## [Set task]
Locate "Would you be willing to put a dot on the forest" in the listing below, then output the line holding it and every line after it, exactly and with nothing else.

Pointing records
·····
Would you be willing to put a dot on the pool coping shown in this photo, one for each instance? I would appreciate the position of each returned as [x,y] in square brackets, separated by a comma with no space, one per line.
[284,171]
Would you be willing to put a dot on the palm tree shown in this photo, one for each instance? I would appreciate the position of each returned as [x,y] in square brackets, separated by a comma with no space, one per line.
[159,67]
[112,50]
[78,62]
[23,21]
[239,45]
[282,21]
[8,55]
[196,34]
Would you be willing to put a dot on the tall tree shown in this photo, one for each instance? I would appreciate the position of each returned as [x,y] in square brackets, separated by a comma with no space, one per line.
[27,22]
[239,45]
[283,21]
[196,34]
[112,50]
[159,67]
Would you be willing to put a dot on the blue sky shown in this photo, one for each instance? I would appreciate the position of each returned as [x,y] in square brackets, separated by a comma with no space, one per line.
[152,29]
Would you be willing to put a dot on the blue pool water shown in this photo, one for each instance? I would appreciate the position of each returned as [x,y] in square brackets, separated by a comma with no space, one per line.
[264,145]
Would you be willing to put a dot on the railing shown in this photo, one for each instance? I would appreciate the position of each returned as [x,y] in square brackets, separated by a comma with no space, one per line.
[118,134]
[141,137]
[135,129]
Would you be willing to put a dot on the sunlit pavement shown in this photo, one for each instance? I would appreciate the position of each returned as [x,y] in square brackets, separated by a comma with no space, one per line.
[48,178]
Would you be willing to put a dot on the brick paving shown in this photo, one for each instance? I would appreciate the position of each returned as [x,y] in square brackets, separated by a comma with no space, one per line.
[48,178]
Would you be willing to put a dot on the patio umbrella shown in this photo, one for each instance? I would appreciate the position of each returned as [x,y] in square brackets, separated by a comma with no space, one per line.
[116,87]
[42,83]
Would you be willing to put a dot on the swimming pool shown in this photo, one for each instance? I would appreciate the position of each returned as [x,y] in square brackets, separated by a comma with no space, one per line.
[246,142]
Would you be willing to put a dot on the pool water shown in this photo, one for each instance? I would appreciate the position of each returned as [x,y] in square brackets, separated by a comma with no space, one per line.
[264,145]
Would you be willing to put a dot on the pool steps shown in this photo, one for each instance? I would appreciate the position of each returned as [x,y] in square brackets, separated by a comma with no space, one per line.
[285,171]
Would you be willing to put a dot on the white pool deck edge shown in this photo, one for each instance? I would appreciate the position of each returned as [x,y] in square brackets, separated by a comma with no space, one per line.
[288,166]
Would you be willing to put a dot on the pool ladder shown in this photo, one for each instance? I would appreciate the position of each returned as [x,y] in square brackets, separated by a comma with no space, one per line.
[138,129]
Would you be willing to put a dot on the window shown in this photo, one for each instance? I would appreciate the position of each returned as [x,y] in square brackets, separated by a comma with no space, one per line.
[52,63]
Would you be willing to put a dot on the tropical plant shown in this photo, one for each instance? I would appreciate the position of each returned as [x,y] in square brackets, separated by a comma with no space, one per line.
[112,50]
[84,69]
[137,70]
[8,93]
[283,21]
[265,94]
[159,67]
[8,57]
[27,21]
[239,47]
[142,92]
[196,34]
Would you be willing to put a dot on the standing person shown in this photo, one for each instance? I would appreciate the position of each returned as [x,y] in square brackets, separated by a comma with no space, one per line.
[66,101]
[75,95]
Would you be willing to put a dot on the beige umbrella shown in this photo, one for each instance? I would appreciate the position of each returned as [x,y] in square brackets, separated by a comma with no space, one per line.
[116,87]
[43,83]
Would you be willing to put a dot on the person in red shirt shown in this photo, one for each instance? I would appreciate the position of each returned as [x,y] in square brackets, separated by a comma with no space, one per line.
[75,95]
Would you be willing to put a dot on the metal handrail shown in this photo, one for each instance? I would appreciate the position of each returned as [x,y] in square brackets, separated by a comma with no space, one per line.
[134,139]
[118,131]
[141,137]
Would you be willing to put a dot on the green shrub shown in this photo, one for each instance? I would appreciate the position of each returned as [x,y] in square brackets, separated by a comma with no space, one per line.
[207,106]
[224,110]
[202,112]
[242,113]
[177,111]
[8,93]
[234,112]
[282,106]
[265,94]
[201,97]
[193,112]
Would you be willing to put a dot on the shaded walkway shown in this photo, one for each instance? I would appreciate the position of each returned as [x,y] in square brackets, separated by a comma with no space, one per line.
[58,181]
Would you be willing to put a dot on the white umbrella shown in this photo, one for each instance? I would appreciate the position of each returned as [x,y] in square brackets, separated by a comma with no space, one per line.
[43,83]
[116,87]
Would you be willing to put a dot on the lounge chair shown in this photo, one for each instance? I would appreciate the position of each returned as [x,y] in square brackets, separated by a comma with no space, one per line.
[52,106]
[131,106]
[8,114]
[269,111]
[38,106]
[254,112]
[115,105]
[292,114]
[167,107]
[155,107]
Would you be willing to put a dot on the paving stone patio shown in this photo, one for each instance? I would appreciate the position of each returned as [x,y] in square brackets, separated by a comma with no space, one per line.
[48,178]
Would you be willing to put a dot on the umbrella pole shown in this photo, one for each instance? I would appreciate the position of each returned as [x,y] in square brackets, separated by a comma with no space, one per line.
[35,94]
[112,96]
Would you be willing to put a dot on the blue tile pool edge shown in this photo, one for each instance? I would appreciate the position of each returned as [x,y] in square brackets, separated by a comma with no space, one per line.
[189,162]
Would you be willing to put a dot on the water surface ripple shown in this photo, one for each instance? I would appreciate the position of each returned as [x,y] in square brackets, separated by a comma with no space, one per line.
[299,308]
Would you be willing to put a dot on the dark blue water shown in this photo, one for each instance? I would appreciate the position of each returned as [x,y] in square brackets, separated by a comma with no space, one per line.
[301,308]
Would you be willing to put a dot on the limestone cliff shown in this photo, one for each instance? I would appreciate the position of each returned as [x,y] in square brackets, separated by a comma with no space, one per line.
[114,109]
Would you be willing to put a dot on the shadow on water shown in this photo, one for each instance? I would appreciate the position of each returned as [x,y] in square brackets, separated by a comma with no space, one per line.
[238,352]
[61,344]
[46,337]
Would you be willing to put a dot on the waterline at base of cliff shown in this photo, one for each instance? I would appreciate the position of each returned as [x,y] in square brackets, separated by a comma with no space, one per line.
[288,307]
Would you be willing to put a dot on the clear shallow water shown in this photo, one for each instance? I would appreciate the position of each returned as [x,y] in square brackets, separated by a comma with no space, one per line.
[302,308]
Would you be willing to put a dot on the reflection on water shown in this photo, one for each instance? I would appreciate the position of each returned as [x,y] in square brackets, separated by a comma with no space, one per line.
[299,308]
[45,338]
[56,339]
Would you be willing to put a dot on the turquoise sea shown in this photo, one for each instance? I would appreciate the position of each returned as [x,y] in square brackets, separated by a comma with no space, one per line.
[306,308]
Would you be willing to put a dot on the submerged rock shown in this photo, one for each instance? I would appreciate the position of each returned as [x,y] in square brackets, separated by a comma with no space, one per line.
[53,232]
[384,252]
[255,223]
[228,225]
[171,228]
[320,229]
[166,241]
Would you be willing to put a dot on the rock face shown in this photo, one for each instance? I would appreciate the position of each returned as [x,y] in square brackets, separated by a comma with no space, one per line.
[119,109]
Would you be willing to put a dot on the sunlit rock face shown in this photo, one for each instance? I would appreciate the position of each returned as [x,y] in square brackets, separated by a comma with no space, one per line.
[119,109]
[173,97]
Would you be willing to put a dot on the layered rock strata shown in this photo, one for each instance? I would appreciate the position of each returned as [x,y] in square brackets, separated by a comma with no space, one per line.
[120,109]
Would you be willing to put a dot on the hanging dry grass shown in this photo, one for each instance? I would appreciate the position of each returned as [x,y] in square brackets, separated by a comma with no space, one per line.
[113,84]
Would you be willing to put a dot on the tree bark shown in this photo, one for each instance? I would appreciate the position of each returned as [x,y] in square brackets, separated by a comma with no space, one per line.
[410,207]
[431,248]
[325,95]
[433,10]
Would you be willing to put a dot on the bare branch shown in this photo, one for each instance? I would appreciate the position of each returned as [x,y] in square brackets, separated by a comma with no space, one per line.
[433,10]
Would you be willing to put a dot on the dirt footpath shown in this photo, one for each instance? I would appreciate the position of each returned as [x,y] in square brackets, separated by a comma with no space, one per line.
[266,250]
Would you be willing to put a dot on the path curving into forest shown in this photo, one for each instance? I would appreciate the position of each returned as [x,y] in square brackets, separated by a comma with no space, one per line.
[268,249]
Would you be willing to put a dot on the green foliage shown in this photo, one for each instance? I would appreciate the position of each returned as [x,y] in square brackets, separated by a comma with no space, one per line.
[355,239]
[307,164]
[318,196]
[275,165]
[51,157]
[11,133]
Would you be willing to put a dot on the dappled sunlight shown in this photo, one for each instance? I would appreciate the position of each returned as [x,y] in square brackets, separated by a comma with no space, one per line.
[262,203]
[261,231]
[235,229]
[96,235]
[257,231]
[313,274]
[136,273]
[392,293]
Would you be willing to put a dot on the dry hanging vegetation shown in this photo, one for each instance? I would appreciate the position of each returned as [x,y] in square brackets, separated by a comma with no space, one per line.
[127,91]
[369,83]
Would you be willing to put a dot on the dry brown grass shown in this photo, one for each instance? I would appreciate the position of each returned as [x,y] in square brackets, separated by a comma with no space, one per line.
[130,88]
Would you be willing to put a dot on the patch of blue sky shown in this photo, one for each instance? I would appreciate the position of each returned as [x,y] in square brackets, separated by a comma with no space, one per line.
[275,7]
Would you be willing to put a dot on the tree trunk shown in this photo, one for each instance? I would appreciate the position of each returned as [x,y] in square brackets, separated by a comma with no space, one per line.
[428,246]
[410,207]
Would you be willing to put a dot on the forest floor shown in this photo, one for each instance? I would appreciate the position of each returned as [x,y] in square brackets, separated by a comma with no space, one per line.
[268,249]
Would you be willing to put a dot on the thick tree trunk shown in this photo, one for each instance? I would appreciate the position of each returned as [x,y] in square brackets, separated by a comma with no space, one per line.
·····
## [Right answer]
Would you be willing to put a dot on the forest floor shown in this photo, one for each instance? I would appreciate the position of each returned as [x,y] in square brackets, separated by a comma with no space, one per line.
[268,249]
Would you be willing to put a dot on the thick tree trunk shown in this photo, one for each instance? I would appreciate the position of each returned as [x,y] in square brackets, separated by a comma with no space, one per line.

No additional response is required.